Copy the records below word for word, leaving out the pictures.

─── Records for processing ───

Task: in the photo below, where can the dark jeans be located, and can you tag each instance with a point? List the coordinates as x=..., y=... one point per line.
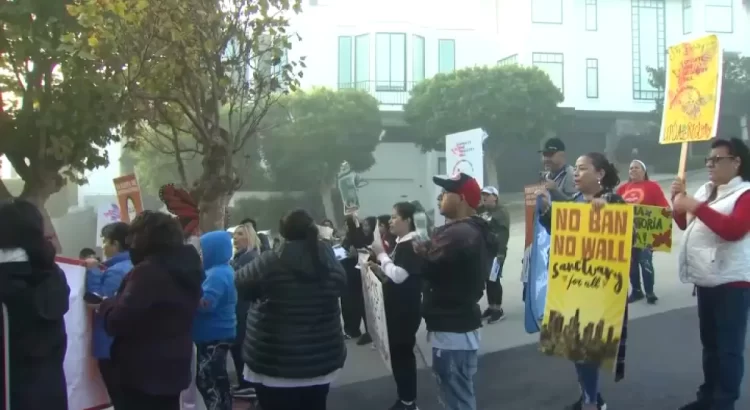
x=642, y=265
x=292, y=398
x=723, y=315
x=494, y=292
x=132, y=399
x=353, y=301
x=404, y=366
x=111, y=381
x=211, y=377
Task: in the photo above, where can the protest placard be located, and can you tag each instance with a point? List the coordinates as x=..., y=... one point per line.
x=653, y=228
x=588, y=282
x=375, y=310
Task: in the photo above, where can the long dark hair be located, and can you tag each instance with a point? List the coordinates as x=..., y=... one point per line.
x=739, y=150
x=152, y=232
x=298, y=225
x=610, y=180
x=23, y=227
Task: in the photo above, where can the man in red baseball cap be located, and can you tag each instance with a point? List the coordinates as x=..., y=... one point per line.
x=457, y=260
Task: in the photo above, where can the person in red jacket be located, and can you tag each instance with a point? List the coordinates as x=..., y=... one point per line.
x=640, y=190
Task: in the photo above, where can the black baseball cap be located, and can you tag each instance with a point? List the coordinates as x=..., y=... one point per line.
x=461, y=184
x=552, y=146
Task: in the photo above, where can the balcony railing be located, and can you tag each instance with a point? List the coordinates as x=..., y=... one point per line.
x=386, y=92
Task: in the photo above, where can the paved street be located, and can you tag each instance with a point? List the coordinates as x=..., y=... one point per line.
x=663, y=356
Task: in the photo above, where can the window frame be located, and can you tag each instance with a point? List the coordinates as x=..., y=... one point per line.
x=560, y=20
x=414, y=57
x=640, y=94
x=729, y=5
x=589, y=6
x=537, y=58
x=440, y=53
x=595, y=68
x=391, y=85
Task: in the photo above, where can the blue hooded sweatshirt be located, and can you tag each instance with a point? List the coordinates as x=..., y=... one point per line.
x=105, y=283
x=216, y=319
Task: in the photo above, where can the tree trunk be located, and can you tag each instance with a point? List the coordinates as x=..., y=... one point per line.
x=325, y=190
x=38, y=194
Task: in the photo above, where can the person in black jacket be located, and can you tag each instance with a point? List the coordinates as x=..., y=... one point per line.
x=35, y=292
x=402, y=293
x=151, y=316
x=457, y=260
x=353, y=301
x=294, y=337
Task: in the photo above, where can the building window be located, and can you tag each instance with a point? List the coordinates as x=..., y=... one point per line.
x=362, y=61
x=592, y=78
x=546, y=11
x=591, y=16
x=687, y=16
x=417, y=59
x=390, y=62
x=719, y=16
x=510, y=60
x=649, y=45
x=554, y=65
x=446, y=55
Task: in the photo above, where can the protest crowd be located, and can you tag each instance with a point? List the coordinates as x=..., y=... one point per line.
x=172, y=307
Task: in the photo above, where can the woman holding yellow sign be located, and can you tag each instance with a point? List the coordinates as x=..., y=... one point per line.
x=595, y=178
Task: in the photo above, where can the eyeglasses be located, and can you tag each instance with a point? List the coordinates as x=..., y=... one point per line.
x=710, y=161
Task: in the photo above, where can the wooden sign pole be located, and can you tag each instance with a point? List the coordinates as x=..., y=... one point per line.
x=683, y=161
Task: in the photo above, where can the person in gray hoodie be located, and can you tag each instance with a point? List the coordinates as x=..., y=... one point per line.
x=558, y=175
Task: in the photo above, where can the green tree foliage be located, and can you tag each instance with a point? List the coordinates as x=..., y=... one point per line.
x=507, y=102
x=188, y=63
x=512, y=104
x=58, y=109
x=315, y=133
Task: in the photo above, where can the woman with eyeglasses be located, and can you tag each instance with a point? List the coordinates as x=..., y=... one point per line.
x=714, y=255
x=640, y=190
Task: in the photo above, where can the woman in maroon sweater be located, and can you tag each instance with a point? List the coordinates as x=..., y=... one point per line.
x=715, y=255
x=640, y=190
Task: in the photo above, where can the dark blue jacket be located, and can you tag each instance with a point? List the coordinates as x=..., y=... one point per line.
x=216, y=319
x=105, y=283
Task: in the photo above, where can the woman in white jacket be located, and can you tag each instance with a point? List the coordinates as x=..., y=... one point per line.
x=714, y=256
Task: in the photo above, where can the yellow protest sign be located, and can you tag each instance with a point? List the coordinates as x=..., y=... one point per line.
x=693, y=91
x=589, y=271
x=653, y=228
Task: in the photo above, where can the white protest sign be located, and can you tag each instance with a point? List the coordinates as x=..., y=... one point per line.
x=85, y=386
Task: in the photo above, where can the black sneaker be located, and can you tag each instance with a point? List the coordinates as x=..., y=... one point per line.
x=600, y=404
x=496, y=315
x=399, y=405
x=696, y=405
x=635, y=297
x=365, y=339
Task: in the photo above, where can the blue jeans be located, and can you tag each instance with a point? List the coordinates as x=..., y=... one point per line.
x=642, y=264
x=722, y=315
x=588, y=379
x=454, y=371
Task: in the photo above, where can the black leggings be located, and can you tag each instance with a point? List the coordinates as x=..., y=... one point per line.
x=293, y=398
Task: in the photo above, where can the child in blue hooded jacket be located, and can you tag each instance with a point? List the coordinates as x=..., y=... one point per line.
x=215, y=325
x=105, y=282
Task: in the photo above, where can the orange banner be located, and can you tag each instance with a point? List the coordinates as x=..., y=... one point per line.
x=128, y=197
x=530, y=198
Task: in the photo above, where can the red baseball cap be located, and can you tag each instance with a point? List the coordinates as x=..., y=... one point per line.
x=463, y=185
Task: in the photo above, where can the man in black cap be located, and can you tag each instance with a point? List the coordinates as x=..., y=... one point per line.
x=558, y=176
x=457, y=259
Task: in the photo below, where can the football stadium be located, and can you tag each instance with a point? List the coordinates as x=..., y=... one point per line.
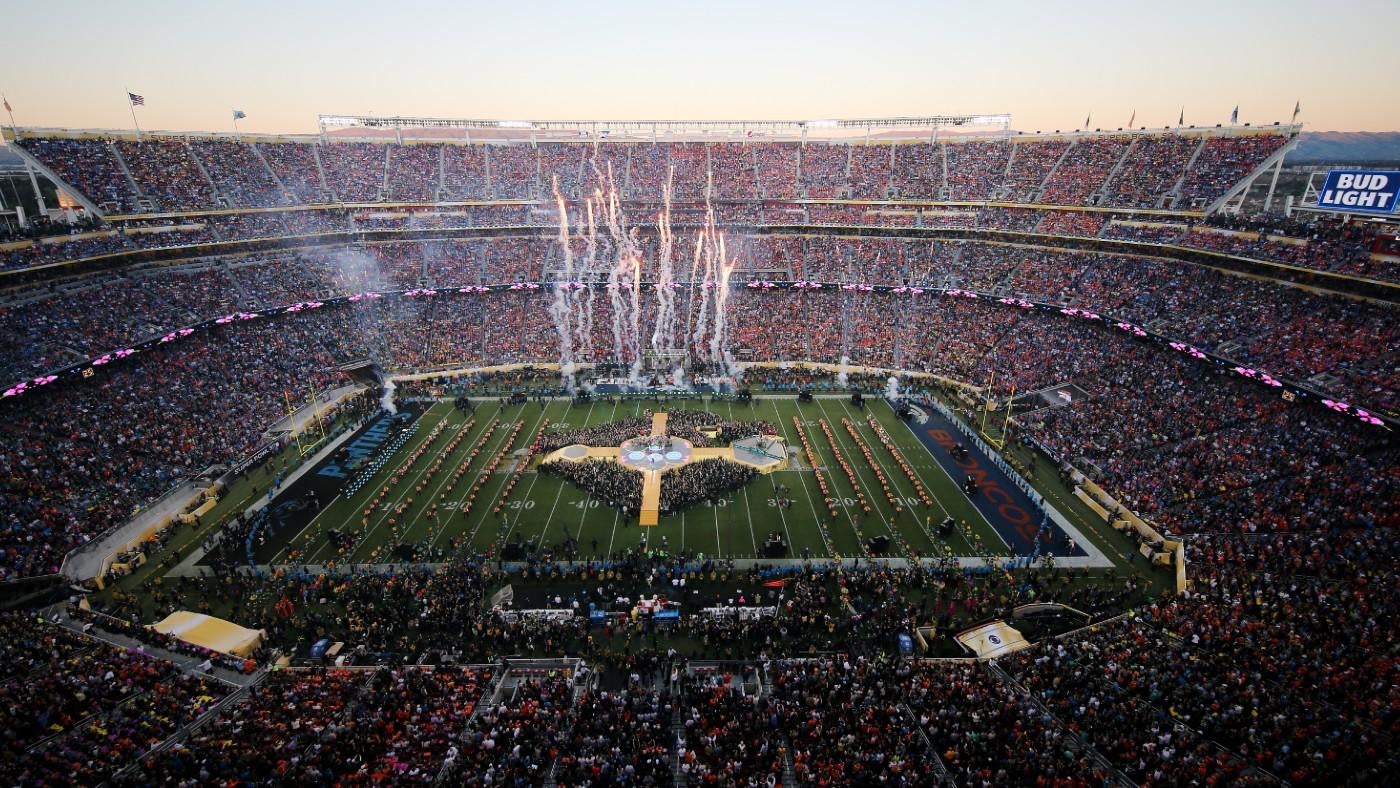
x=886, y=451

───

** Response to this exercise **
Task: in the photo below, where can the dark jeans be located, and can you tag each instance with a point? List the coordinates as x=..., y=... one point per line.
x=642, y=265
x=292, y=398
x=723, y=315
x=494, y=292
x=132, y=399
x=353, y=301
x=404, y=366
x=111, y=381
x=211, y=377
Task: in the photo above, where can the protest placard be located, and can you tag each instance with a point? List the coordinates as x=..., y=... one point per line.
x=653, y=228
x=588, y=282
x=375, y=310
Task: in the photo above, where can the long dark hair be located, and can you tag each instance with a point? List the coordinates as x=..., y=... one point per line.
x=739, y=150
x=152, y=232
x=298, y=225
x=610, y=180
x=23, y=227
Task: in the photo above, where can the man in red baseball cap be located, and can you tag each instance with a point? List the coordinates as x=..., y=... one point per line.
x=457, y=260
Task: in the photo above, where can the person in red jacket be located, and can you tag each instance with a point? List the coordinates as x=..., y=... one point per line.
x=640, y=190
Task: in the photo above, where can the black baseball cap be located, and can you tag each instance with a point? List the coordinates as x=..., y=... one point per line.
x=461, y=184
x=552, y=146
Task: in the photo above, where can the balcony railing be located, and can you tag each instance with a point? List the coordinates as x=..., y=... one point per line.
x=386, y=92
Task: in the photo above, where can the paved street be located, and can you tag each instance with a point? List the coordinates as x=..., y=... one point per line.
x=663, y=356
Task: in the photo above, where can the window frame be located, and can you tag each instance with a point? List the coordinates as x=..., y=... one point per line.
x=560, y=20
x=414, y=57
x=640, y=94
x=729, y=5
x=589, y=6
x=537, y=58
x=440, y=53
x=595, y=68
x=391, y=85
Task: in the photo above, where can the blue hooded sweatshirt be located, and can you tag each instance with a point? List the coordinates as x=..., y=... one point per line.
x=105, y=283
x=216, y=319
Task: in the photo above, where can the tree trunk be located, and can you tag each instance with a point? List the coordinates as x=..., y=... one point per line.
x=325, y=190
x=38, y=194
Task: in the photo above, where can the person in black jacket be located, and can you tag each instance with a point? List the coordinates as x=..., y=... one point per line.
x=35, y=292
x=402, y=293
x=151, y=316
x=457, y=260
x=353, y=301
x=294, y=337
Task: in the photo above, where can the building window be located, and can you tag each instance with a point? List the coordinates as x=..., y=... one point per line.
x=362, y=61
x=592, y=78
x=546, y=11
x=591, y=16
x=687, y=16
x=417, y=59
x=390, y=62
x=719, y=16
x=510, y=60
x=649, y=45
x=554, y=65
x=446, y=55
Task: in the photo above, where can the protest crowd be located, and can you tag each instance with a point? List the coordinates as x=..., y=... one point per line.
x=172, y=307
Task: in the photo above, where can the woman holding yellow sign be located, and can you tag each instance with a point? List the coordinates as x=..., y=... one point per line.
x=595, y=178
Task: in the photo above, where can the eyeglasses be located, and can you tag each instance with a point? List the coordinates as x=..., y=... one point per line.
x=710, y=161
Task: in the photo above, where can the wooden sign pole be located, and can you tag each instance with a point? List the coordinates as x=..., y=... one point per line.
x=683, y=161
Task: in the photo above, where can the person in gray hoodie be located, and can you tag each instance with a point? List the coordinates as x=..., y=... one point per line.
x=558, y=175
Task: in the photo above, where can the green tree foliage be located, and can you tag each instance with a point? List the coordinates as x=..., y=... one point per line.
x=507, y=102
x=188, y=63
x=512, y=104
x=58, y=109
x=315, y=133
Task: in the photo above, where can the woman with eyeglasses be located, and can you tag each instance with a point? List the coordinates as x=..., y=... one point per line.
x=714, y=255
x=640, y=190
Task: in the photo above, where can the woman in maroon sweater be located, and can you tag each instance with a point? List the coordinates as x=..., y=... one point per line.
x=715, y=255
x=640, y=190
Task: in the photo above, where can the dark blue jacket be located, and can you tag each instance with a point? List the coordinates as x=..., y=... one point per line.
x=216, y=319
x=105, y=283
Task: in the photo above, where can the woman in white jacket be located, and can you tag each instance with a point? List the coordinates as x=..., y=... one point per line.
x=714, y=256
Task: in the photo above, where can the yellow protest sign be located, and can you tag each instance with a point? List the coordinates as x=..., y=... one point per line.
x=693, y=91
x=589, y=271
x=653, y=228
Task: in the photo above, where can the white protest sign be located, and can you tag each instance with a point? List the coordinates as x=..., y=... one point per line.
x=85, y=386
Task: in the photo above, where can the black sneaker be located, and can you tag each instance with a point? List the coordinates as x=..., y=... one point per line.
x=600, y=404
x=496, y=315
x=399, y=405
x=696, y=405
x=635, y=297
x=365, y=339
Task: in the photo above, where can the blue jeans be located, and can you tag each instance with a point? List the coordinates as x=..., y=... one point per line.
x=642, y=264
x=722, y=315
x=588, y=379
x=454, y=371
Task: in the photo above, where can the black leggings be located, and can you tag each instance with a point? List the coordinates as x=..., y=... one point per line.
x=293, y=398
Task: in the photo above, where can the child in blue hooded jacket be located, and can you tag each instance with a point? List the coordinates as x=..., y=... one point per line.
x=215, y=325
x=105, y=282
Task: in the photo above, where can the orange banner be located, and can you tag each instance with a point? List the coordinates as x=..., y=... one point per line.
x=128, y=197
x=530, y=198
Task: in the photo above, where can the red baseball cap be located, and can you tag each instance with a point? List the coordinates as x=..., y=... one point per line.
x=463, y=185
Task: in the photo above, where can the man in black cap be located, and can you tag each instance with a point? List the coordinates as x=..., y=... one point per line.
x=558, y=176
x=457, y=259
Task: in the photo below, where can the football stadium be located, and can you tag each instance with a point? List the coordinates as x=..., y=... one point per line.
x=886, y=451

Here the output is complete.